▶ [Working data]
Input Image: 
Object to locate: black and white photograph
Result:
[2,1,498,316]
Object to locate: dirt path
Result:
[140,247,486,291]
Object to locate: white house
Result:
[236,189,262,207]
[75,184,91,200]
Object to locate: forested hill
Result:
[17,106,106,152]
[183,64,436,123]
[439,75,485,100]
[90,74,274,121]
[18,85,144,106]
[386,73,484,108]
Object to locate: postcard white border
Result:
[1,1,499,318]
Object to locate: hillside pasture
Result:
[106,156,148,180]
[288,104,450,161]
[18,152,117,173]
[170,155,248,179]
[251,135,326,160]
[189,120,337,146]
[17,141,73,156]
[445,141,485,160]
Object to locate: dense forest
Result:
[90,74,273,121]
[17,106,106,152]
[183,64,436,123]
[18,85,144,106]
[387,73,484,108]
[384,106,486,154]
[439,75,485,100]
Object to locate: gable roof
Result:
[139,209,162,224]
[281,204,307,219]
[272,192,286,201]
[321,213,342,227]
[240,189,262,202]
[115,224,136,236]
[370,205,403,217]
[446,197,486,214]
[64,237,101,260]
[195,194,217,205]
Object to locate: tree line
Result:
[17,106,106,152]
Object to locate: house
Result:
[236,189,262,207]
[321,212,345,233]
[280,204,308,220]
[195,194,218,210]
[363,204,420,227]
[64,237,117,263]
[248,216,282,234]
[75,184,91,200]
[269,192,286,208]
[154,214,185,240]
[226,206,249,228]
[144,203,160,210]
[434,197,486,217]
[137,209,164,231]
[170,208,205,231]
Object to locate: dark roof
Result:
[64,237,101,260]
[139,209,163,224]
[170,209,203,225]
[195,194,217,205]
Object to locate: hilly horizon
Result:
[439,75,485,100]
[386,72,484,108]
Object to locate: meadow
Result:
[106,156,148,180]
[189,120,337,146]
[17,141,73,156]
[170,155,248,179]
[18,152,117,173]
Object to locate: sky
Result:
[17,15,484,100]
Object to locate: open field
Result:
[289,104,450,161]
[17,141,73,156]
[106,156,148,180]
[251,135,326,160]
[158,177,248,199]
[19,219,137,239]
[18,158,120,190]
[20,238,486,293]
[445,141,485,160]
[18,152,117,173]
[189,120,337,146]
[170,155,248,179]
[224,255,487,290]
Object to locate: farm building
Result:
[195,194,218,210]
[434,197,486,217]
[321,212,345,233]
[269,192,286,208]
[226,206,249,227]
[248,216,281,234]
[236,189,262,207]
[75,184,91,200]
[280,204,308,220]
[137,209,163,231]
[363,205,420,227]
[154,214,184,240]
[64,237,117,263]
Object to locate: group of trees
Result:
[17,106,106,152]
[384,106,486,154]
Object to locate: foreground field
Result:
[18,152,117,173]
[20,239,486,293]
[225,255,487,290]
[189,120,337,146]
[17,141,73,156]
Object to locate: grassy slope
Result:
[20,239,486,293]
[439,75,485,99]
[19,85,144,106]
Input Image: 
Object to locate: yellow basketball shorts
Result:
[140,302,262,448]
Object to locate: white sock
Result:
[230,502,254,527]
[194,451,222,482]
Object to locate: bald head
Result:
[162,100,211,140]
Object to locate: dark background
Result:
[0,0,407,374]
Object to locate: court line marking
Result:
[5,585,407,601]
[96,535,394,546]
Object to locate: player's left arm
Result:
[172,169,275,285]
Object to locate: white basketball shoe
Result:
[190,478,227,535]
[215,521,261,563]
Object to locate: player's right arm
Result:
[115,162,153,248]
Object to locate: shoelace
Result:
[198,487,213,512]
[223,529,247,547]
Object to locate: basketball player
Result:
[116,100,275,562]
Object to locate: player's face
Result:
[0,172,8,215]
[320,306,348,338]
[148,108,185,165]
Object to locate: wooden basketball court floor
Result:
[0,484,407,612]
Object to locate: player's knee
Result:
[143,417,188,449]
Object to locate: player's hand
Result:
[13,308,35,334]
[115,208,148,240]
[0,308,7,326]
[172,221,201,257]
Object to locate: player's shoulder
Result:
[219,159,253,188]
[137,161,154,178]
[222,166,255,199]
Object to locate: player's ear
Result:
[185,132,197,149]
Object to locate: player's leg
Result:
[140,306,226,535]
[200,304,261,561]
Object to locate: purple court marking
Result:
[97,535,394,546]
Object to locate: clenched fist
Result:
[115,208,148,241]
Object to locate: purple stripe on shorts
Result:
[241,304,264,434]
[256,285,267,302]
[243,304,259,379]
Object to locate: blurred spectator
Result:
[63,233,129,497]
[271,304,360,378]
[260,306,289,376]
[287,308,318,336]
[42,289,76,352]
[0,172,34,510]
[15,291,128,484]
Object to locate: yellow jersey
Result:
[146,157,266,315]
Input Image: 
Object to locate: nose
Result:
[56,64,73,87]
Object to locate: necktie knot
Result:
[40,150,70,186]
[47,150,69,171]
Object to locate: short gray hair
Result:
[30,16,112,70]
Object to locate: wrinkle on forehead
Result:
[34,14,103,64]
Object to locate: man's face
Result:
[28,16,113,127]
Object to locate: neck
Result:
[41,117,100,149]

▶ [Aim of the exercise]
Copy all of the items above line for line, changing nothing.

▶ [Worked answer]
Input Image: 
Object to locate: black and white photograph
Result:
[2,1,498,316]
Object to locate: dirt path
Result:
[140,247,486,291]
Object to locate: white house
Result:
[236,189,262,207]
[75,184,91,200]
Object to locate: forested hill
Result:
[17,106,106,152]
[183,64,436,123]
[439,75,485,100]
[90,74,274,121]
[18,85,144,106]
[386,73,484,108]
Object to locate: postcard white border
Result:
[1,1,499,318]
Object to locate: hillside pasture
Result:
[106,156,148,180]
[288,104,450,161]
[18,152,117,173]
[170,155,248,179]
[251,135,326,160]
[189,120,337,146]
[17,141,73,156]
[445,141,485,160]
Object to locate: dense forest
Result:
[90,74,273,121]
[17,106,106,152]
[183,64,436,123]
[18,85,144,106]
[387,73,484,108]
[384,106,486,154]
[439,75,485,100]
Object to locate: gable roof
Result:
[139,209,162,224]
[281,204,307,219]
[272,192,286,201]
[321,213,342,227]
[240,189,262,202]
[115,224,136,236]
[370,205,403,217]
[446,197,486,214]
[64,237,101,260]
[195,194,217,205]
Object to locate: tree line
Result:
[17,106,106,152]
Object to locate: house
Result:
[236,189,262,207]
[321,212,345,233]
[280,204,308,220]
[195,194,218,210]
[363,204,420,227]
[64,237,117,263]
[248,216,282,234]
[75,184,91,200]
[269,192,286,208]
[154,214,185,240]
[226,206,249,228]
[144,203,160,210]
[434,197,486,217]
[137,209,164,231]
[170,208,205,231]
Object to locate: dark roof
Result:
[64,237,101,260]
[139,209,163,224]
[170,209,203,225]
[195,194,217,205]
Object to locate: hilly horizon
Result:
[439,75,485,100]
[386,72,484,108]
Object to locate: meadow
Result:
[106,156,148,180]
[189,120,337,146]
[17,141,73,156]
[170,155,248,179]
[18,152,117,173]
Object to locate: sky
Result:
[17,15,484,100]
Object to locate: open field
Result:
[289,104,450,161]
[17,141,73,156]
[106,156,148,180]
[251,135,326,160]
[158,177,248,199]
[19,219,137,239]
[18,158,120,190]
[20,238,486,293]
[445,141,485,160]
[18,152,117,173]
[189,120,337,146]
[170,155,248,179]
[224,255,487,290]
Object to locate: farm building
Result:
[195,194,218,210]
[434,197,486,217]
[321,212,345,233]
[269,192,286,208]
[226,206,249,227]
[248,216,281,234]
[236,189,262,207]
[75,184,91,200]
[280,204,308,220]
[137,209,163,231]
[363,205,420,227]
[154,214,184,240]
[64,237,117,263]
Object to locate: group of trees
Result:
[17,106,106,152]
[384,106,486,154]
Object to locate: foreground field
Result:
[18,152,117,173]
[20,239,486,293]
[225,255,487,290]
[189,120,337,146]
[17,141,73,156]
Object to locate: grassy slope
Result:
[20,239,486,293]
[439,75,485,99]
[19,85,144,106]
Input Image: 
Object to locate: yellow basketball shorts
Result:
[140,302,262,448]
Object to locate: white sock
Result:
[230,502,254,527]
[194,451,222,482]
Object to locate: bald head
Result:
[162,100,211,140]
Object to locate: dark background
Result:
[0,0,407,374]
Object to locate: court line marking
Result:
[5,585,407,601]
[96,535,394,546]
Object to locate: player's left arm
Result:
[172,169,275,285]
Object to locate: white basketball shoe
Result:
[190,478,227,535]
[215,521,261,563]
Object to locate: player's right arm
Result:
[115,162,153,248]
Object to locate: shoelace
Result:
[198,487,213,512]
[223,529,247,547]
Object to locate: basketball player
Result:
[116,100,275,562]
Object to locate: player's face
Result:
[0,172,8,215]
[320,306,348,338]
[148,108,185,165]
Object to locate: wooden basketball court floor
Result:
[0,484,407,612]
Object to locate: player's knee
Result:
[143,417,188,449]
Object to locate: player's hand
Result:
[13,308,35,334]
[115,208,148,240]
[0,308,7,326]
[172,221,201,257]
Object to locate: player's shoulder
Result:
[219,159,253,188]
[137,161,154,178]
[222,166,255,199]
Object to locate: player's ear
Result:
[185,132,197,149]
Object to locate: player's leg
Result:
[140,306,226,535]
[200,304,261,561]
Object to locate: purple court marking
Result:
[97,535,394,546]
Object to locate: clenched fist
Result:
[115,208,148,241]
Object to locate: purple stripe on shorts
Result:
[241,304,264,434]
[256,285,267,302]
[243,304,259,379]
Object to locate: blurred spectator
Result:
[63,233,129,497]
[271,304,360,378]
[260,306,289,376]
[287,308,318,336]
[42,289,76,352]
[0,172,34,510]
[15,291,128,484]
Object to locate: yellow jersey
Result:
[146,157,266,315]
Input Image: 
Object to locate: nose
Result:
[56,64,73,87]
Object to locate: necktie knot
Result:
[40,150,70,186]
[47,150,69,171]
Object to locate: short gray hair
Result:
[30,16,112,70]
Object to locate: wrinkle on forehead
Result:
[34,14,103,64]
Object to locate: man's face
Result:
[28,16,113,127]
Object to locate: neck
Result:
[41,117,100,149]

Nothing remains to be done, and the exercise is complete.